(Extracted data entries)
>>>

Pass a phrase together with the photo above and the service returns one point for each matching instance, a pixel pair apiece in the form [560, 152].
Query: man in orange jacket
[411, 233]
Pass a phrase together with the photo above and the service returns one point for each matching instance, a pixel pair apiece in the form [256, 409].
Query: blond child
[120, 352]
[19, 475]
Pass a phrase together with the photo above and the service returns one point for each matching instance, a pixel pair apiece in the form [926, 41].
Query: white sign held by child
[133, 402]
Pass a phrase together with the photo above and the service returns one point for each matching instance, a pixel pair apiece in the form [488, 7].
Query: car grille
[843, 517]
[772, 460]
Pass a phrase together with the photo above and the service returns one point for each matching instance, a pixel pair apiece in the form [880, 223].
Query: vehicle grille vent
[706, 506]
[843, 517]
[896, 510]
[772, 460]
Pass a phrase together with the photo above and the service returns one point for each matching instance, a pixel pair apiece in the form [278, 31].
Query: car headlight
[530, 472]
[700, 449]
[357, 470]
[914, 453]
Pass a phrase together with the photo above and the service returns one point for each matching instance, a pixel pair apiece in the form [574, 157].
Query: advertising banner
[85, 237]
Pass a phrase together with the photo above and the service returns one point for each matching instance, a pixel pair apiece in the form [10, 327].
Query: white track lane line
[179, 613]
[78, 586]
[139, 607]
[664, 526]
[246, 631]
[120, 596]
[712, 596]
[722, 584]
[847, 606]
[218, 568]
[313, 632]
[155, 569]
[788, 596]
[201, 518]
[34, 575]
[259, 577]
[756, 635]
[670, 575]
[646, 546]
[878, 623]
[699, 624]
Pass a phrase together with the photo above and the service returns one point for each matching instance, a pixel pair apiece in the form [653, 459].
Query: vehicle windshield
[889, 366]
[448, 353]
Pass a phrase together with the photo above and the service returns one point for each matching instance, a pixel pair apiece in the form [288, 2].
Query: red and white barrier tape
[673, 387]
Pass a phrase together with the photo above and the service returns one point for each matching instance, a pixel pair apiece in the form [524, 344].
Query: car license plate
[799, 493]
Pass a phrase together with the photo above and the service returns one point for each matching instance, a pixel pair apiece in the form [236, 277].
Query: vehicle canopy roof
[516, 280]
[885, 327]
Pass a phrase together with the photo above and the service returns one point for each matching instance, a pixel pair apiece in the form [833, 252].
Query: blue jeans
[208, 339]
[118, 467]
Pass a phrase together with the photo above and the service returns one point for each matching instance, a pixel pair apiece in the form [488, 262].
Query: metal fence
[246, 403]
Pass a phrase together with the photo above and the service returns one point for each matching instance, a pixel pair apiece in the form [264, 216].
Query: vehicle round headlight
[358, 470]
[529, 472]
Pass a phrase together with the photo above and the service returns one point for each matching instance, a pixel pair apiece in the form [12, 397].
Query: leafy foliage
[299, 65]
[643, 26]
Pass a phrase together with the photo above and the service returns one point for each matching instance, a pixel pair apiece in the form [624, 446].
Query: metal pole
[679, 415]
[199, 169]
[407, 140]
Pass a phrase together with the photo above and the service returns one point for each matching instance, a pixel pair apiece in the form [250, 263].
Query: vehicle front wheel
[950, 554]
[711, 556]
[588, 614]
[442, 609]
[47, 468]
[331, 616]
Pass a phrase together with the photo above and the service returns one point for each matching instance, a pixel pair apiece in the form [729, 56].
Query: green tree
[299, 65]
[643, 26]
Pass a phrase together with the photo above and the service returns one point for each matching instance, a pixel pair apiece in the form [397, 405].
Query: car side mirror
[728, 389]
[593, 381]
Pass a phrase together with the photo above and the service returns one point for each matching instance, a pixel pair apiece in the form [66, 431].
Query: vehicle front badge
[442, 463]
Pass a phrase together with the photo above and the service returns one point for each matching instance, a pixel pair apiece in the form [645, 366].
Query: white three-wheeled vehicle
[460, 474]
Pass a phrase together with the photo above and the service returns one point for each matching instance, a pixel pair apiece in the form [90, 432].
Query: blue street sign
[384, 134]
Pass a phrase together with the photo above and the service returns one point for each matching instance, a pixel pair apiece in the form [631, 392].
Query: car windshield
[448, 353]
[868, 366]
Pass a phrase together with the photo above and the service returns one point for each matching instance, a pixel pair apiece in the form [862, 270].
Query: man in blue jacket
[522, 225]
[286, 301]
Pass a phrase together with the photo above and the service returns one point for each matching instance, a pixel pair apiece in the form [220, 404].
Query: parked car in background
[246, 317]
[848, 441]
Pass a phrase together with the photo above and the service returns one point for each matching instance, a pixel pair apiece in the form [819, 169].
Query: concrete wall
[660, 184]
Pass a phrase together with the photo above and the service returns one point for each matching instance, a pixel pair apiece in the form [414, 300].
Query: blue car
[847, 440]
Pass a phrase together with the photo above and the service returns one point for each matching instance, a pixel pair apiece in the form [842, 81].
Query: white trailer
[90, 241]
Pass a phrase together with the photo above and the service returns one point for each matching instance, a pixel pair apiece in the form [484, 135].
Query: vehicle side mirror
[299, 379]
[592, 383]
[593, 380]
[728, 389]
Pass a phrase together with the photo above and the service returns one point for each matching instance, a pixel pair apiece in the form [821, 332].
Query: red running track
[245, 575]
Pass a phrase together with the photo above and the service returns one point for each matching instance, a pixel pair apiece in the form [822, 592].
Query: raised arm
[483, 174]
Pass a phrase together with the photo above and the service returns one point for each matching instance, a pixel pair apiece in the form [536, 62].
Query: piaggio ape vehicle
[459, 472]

<<<

_THE TASK_:
Produce a verbatim transcription of the entries above.

_SOLUTION_:
Pass a phrase together with the photo above and the service returns one point for each matching instance, a pixel pair apiece in the form [560, 152].
Query: man in orange jacket
[411, 233]
Pass a phrase together with the photo above and the service returns one point for each matching instance, a pixel pair apiece in the form [256, 409].
Query: blond child
[120, 352]
[19, 475]
Pass a phrase together with the photo above and the service returns one point for each matching instance, a pixel pair apiece in the form [926, 41].
Query: white sign held by child
[133, 402]
Pass a phrase together with the photo above and the service returns one point for each matching instance, a pixel pair apiece in the form [488, 7].
Query: car grille
[843, 517]
[772, 460]
Pass a phrase together with the photo above and the service returns one point for each matching instance, a pixel pair apiece in the form [880, 223].
Query: vehicle grille vent
[706, 506]
[843, 517]
[896, 510]
[772, 460]
Pass a phrase together with the photo above and the service returns one point for each matching instance, a pixel pair apiece in the form [278, 31].
Query: car headlight
[530, 472]
[700, 449]
[357, 470]
[914, 453]
Pass a phrase together with the photo above and the service returns one point for each matching instance, a pixel pair apiece in the form [574, 157].
Query: advertising banner
[85, 237]
Pass a phrase together with the photo above and the service returns one point for each matching instance, a pixel pair apiece in the form [10, 327].
Query: white track lane line
[179, 613]
[78, 586]
[139, 607]
[664, 526]
[246, 631]
[120, 596]
[712, 596]
[722, 584]
[847, 606]
[218, 568]
[313, 632]
[155, 569]
[788, 596]
[201, 518]
[34, 575]
[259, 577]
[756, 635]
[670, 575]
[646, 546]
[878, 623]
[699, 624]
Pass a phrase together with the photo above and the service returns one point for each matching instance, a pixel pair apiece in the form [653, 459].
Query: vehicle windshield
[889, 366]
[448, 353]
Pass a phrase together with the photo above and the service returns one point for each matching instance, a pixel pair apiece in the form [288, 2].
Query: red and white barrier tape
[673, 387]
Pass a phrase together with the photo above and the service returns one point for each matching instance, a pixel pair apiece in the form [524, 344].
Query: car license plate
[799, 493]
Pass a phrase together with the photo above and the service returns one point for each matching instance, a pixel pair apiece in the form [236, 277].
Query: vehicle canopy roof
[516, 280]
[885, 327]
Pass a phrase together with the photo above and the service returns one point for each matching instance, a pixel pair apiece in the form [833, 252].
Query: blue jeans
[208, 339]
[118, 467]
Pass a phrase together with the photo above and the service returns one point for each matching instance, a pixel pair apiece in the form [488, 262].
Query: metal fence
[246, 403]
Pass a phrase together with the photo above and the service returns one point for each matching instance, a pixel pair apiece in the form [264, 216].
Query: vehicle round headlight
[358, 470]
[529, 472]
Pass a phrase together with the photo above and the service returns one point for each matching instance, a pixel pair apiece in the form [12, 397].
Query: leafy foliage
[299, 65]
[643, 26]
Pass a phrase together with the photo above and the service returns one point for each matching instance, a pixel pair apiece in the form [624, 446].
Query: metal pole
[679, 415]
[199, 169]
[407, 140]
Pass a phrase together with the photo above and the service returns one point for each matching instance, a pixel pair apiece in the form [250, 263].
Query: vehicle front wheel
[950, 554]
[711, 556]
[588, 614]
[442, 609]
[47, 468]
[331, 616]
Pass a phrase together with the photo above and the service returns one point for each matching instance, a pixel pair apiece in the form [729, 56].
Query: green tree
[299, 65]
[643, 26]
Pass a phrase together with the photo above and the service returns one point for each matching instance, a pixel pair apiece in the form [397, 405].
Query: car side mirror
[728, 389]
[593, 381]
Pass a phrase together with the photo above and the service returns one point for each matching instance, a pixel pair apiece in the form [66, 431].
Query: vehicle front badge
[442, 463]
Pass a phrase together with the photo above and the service returns one point for each matching instance, a pixel pair apiece in the form [645, 366].
Query: white three-wheeled vehicle
[460, 474]
Pass a phrase together with the photo above and the service returns one point for each matching instance, a pixel pair apiece in the form [90, 432].
Query: blue street sign
[384, 134]
Pass a phrase together with the photo above and the service returns one point for each matching instance, a pixel pair apiece in the form [631, 392].
Query: car windshield
[448, 353]
[868, 366]
Pass a phrase together with the photo above and the service returns one point for each matching instance, a pixel pair apiece in the form [862, 270].
Query: man in blue jacket
[522, 225]
[286, 301]
Pass a phrase together with the photo above and the service returns one point for each matching instance, a pixel pair apiece in the form [220, 404].
Query: parked car in background
[246, 317]
[848, 441]
Pass a phrase together with the photo above and the service returns one point for each matching instance, a pixel pair apiece in the form [819, 169].
Query: concrete wall
[660, 184]
Pass a phrase together with the photo above and the service returns one point for each matching instance, a pixel pair apiece in the form [414, 300].
Query: blue car
[847, 440]
Pass a phrase together with the photo above and the service returns one point for each matching instance, a pixel pair apiece in the form [842, 81].
Query: white trailer
[90, 241]
Pass a phrase together with the photo above and the service returns one point for each matching instance, a pixel pair apiece in the form [484, 135].
Query: vehicle side mirror
[299, 379]
[592, 383]
[593, 380]
[728, 389]
Pass a phrase together with the photo above and the service returns one point for each matching instance, a pixel pair apiece in the form [821, 332].
Query: red running track
[245, 575]
Pass a phrase together with the photo above and the service returns one point for each matching instance, a pixel pair apiece in the form [822, 592].
Query: raised arm
[483, 174]
Pass a phrase together with the photo above and the service returns one point for each matching instance, a pixel pair apiece in the form [536, 62].
Query: piaggio ape vehicle
[459, 472]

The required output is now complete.